● Work to complete
Among the entries, which lines carry the string "white"? Copy every one.

==*==

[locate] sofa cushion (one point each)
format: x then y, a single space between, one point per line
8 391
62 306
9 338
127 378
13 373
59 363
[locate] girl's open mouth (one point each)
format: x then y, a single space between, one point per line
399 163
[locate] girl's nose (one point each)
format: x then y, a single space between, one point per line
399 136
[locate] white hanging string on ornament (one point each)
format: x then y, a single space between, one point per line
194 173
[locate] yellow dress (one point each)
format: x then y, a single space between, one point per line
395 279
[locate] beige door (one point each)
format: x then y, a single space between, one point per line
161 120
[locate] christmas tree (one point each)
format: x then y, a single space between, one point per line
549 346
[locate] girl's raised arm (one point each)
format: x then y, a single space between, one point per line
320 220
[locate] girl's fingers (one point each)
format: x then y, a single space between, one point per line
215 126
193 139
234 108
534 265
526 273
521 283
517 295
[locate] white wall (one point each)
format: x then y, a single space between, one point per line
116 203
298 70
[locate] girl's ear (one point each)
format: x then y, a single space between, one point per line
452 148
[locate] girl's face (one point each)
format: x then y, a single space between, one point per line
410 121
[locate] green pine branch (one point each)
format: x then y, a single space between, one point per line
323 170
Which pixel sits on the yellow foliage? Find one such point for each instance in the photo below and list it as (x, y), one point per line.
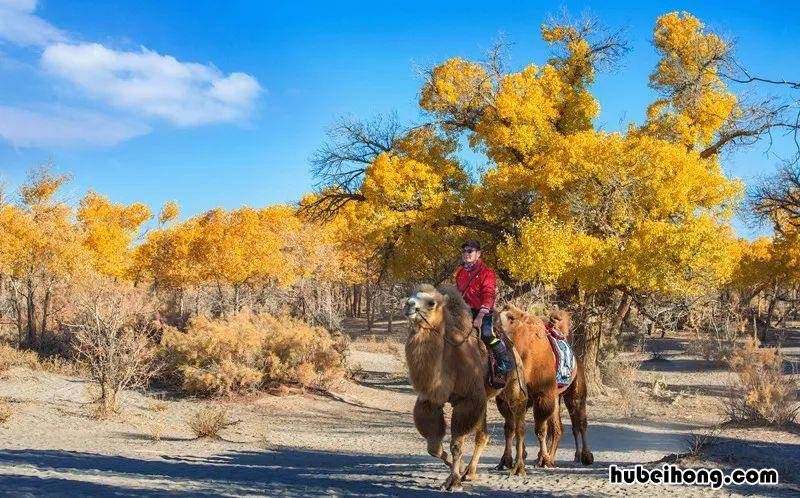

==*==

● Your response
[locate] white hanging string on ornament (one point each)
[locate] white wall (one point each)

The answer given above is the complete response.